• Exercise aim: Copy the records from the line containing "Practice. Locate the doorway" through the end of the records, requests included, and output only those lines. In the answers, scale every coordinate by 0.85 and round to whole numbers, with halves rounded up. Leave the numbers in the requests and their format samples unchanged.

* Begin *

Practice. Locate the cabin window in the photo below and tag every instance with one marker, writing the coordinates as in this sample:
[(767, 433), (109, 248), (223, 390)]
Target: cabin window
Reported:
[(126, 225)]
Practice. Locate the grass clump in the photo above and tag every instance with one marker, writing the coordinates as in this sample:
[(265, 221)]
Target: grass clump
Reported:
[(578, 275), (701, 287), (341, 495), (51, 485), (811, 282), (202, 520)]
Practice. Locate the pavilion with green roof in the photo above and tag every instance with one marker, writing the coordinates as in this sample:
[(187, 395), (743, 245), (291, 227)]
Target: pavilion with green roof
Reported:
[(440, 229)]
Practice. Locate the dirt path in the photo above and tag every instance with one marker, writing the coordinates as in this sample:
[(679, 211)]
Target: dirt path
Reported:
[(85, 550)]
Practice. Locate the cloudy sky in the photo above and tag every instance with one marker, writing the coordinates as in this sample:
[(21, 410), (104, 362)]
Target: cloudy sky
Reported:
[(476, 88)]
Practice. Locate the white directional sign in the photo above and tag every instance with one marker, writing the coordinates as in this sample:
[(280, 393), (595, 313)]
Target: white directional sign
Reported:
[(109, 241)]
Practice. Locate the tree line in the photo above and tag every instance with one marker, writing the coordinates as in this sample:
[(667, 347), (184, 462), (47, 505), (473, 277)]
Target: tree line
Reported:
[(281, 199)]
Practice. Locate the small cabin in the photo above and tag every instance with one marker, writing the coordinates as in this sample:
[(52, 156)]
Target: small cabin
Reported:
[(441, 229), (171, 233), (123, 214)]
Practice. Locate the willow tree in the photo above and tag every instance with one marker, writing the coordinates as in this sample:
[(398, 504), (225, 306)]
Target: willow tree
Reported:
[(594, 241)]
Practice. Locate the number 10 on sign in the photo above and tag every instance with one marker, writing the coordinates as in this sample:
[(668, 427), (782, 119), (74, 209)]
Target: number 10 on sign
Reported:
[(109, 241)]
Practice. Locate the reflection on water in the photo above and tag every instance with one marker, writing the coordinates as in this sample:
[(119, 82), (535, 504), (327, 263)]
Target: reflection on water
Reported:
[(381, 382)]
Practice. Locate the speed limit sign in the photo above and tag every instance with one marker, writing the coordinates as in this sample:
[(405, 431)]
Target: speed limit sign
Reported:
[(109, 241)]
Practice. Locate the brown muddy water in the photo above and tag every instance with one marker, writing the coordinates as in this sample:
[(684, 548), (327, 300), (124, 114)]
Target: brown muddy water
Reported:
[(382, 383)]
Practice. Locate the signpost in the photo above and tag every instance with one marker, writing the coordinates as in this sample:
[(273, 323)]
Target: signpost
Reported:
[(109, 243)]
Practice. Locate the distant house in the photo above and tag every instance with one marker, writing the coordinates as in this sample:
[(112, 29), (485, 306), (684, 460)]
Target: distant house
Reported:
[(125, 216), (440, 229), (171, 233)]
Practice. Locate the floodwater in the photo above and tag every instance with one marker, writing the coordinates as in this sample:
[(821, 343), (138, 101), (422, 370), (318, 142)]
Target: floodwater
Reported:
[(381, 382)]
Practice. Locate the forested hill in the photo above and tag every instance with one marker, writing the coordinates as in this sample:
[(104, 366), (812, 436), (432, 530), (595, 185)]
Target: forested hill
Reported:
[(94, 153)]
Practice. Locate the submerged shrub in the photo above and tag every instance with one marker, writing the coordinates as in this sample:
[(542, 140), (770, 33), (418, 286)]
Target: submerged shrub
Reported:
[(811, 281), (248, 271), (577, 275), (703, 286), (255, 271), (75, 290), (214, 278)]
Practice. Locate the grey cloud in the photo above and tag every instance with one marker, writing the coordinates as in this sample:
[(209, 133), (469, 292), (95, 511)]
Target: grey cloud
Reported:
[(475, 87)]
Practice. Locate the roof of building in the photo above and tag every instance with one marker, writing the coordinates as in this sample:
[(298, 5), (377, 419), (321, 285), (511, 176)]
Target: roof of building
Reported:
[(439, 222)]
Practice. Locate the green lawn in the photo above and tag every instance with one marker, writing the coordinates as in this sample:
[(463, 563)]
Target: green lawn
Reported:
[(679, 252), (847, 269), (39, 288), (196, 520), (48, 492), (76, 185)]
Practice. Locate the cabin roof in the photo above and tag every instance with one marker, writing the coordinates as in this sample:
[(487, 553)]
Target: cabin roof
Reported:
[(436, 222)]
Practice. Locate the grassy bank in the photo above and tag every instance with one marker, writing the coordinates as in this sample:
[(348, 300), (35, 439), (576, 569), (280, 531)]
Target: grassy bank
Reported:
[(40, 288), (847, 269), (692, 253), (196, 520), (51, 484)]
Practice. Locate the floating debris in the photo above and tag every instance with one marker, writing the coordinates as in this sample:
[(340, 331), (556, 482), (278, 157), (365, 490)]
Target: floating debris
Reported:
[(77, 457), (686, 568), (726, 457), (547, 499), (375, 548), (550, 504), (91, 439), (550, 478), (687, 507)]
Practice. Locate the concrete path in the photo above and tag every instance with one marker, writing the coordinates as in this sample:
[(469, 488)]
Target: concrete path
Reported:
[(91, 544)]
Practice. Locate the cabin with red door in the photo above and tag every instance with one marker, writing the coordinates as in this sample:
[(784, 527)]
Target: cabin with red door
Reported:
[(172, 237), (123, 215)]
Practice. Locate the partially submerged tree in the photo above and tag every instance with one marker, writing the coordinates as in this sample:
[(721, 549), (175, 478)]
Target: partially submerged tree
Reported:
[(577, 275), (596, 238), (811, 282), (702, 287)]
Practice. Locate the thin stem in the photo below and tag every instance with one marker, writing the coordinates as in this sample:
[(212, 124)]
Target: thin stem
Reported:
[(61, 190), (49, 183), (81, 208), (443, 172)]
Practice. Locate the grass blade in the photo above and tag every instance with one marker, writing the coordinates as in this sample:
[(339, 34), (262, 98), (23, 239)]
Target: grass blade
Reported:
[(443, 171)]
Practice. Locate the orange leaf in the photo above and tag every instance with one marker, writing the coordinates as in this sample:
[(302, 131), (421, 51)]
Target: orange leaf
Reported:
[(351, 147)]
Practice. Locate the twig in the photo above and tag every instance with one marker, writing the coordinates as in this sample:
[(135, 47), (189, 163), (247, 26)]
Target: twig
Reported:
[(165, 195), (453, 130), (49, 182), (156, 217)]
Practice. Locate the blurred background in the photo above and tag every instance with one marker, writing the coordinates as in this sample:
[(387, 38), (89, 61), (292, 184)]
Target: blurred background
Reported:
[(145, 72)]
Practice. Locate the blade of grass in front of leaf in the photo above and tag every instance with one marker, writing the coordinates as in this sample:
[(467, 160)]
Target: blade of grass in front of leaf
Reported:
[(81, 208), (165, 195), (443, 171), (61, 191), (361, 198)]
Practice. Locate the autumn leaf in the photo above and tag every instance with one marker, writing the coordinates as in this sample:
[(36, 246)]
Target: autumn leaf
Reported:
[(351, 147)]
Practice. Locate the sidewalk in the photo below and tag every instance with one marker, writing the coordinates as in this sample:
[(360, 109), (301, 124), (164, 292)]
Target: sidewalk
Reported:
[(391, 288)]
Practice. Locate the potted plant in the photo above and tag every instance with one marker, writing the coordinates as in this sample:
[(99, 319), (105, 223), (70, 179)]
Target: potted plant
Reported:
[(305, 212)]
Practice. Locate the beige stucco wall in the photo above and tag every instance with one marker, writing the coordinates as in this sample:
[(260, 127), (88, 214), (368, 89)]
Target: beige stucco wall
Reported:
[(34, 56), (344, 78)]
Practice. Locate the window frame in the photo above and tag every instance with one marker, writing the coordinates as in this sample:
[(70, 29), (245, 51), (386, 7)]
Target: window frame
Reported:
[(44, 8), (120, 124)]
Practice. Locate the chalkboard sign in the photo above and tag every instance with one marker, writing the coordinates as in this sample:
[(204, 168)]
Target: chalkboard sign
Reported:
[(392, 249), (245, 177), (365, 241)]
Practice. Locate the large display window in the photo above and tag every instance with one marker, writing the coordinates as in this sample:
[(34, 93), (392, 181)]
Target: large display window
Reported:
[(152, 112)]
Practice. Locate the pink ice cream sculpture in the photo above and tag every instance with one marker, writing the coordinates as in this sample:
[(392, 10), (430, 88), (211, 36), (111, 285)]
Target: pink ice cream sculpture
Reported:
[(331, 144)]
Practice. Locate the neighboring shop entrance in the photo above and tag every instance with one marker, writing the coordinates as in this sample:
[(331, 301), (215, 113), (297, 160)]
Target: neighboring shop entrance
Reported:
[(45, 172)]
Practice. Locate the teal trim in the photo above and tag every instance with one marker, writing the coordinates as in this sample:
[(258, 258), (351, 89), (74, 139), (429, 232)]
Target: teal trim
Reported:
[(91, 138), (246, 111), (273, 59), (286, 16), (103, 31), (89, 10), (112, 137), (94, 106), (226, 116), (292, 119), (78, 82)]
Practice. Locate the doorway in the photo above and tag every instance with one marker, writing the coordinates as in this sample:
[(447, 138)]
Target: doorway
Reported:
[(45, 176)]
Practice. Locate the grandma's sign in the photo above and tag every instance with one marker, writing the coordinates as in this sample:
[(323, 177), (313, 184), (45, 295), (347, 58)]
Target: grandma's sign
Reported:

* End *

• Correct answer:
Practice. Locate the doorway in the photo above and tag every instance with one marker, writing the coordinates as in this sample:
[(447, 138)]
Target: doorway
Reported:
[(38, 150)]
Practice. Locate the grandma's sign in the photo above and tag every instance with one marker, writing the coordinates as in this sample:
[(323, 177), (313, 184), (45, 295), (347, 58)]
Target: grandma's sign
Reported:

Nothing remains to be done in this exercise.